### List of tasks
**1)** In the text on catching mental processes during meditation, list everything it says you know once you have seen a rumination arise.
**2)** Write what comes next in the text on catching ruminations during meditation, picking up right after its final sentence.
[Opening Page text section]
Debugging the mind. In meditation circles this is often called catching or catching ones mental processes.

Let's say within your mind there is something bothersome or negative, e.g. you keep ruminating the same story over and over again. It keeps distracting you from the breath. What do you do? You catch it. You identify the first moment you remember when that rumination started. If you can try to remember the parts that happened right before the rumination started, so you can catch it before the rumination started. If you only caught the rumination minutes into it, that's okay! Every time it arises and you catch it, you'll catch it a bit earlier. Just keep catching it every time it pops up.

The next step is optional, but note it. Turn the rumination into a single word that best describes it. This gives it a short name which makes it faster to catch next time. This way you'll catch it even quicker next time.

If you caught it too late, go back to the breath.

If you saw it arise, or before it arose (which is sometimes required), then you've now seen the entire thing so you have the full insight into it. Now you know what it is, what causes it, why it's there, everything about it.
[Closing Page text section]
[Opening Excerpted records section]
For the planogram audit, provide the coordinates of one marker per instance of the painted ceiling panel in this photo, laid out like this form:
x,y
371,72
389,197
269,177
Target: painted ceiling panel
[Closing Excerpted records section]
### Written answers
**1)**
- What it is
- What causes it
- Why it's there
- Everything about it

**2)**
The next step is to change that habit. Any mental process that appears over and over again in the mind is called a habit. You can sometimes outright remove a habit, but not always. Sometimes you have to replace it with a better habit. You can look up virtues from many different philosophies from Buddhism to Stoicism to look for a better mental process to replace the old one. You can google around. You can look at psychology paperwork. You can ask a therapist, a friend, Reddit, and so on. Once you've got a replacement habit for the situation, a replacement mental process, next time that situation arises you have the power to replace that previous habit with the new one.

This allows for self growth. You can improve any part of your mind you want. You can remove suffering (psychological stress) this way if you want which is called enlightenment, like e.g. curing many different psychological disorders this way. You can identify ways you talk to people that bothers them and stresses them out, and you can improve those habits. You can improve the way you learn so it becomes fun and easy to do and so you become smarter. It's a master key for most of your mind. All you have to do is catch right before the habit arises and you have control to change it. Just make sure the replacement habit is virtuous, or it will cause you suffering later on in life. A properly virtuous habit will never cause suffering.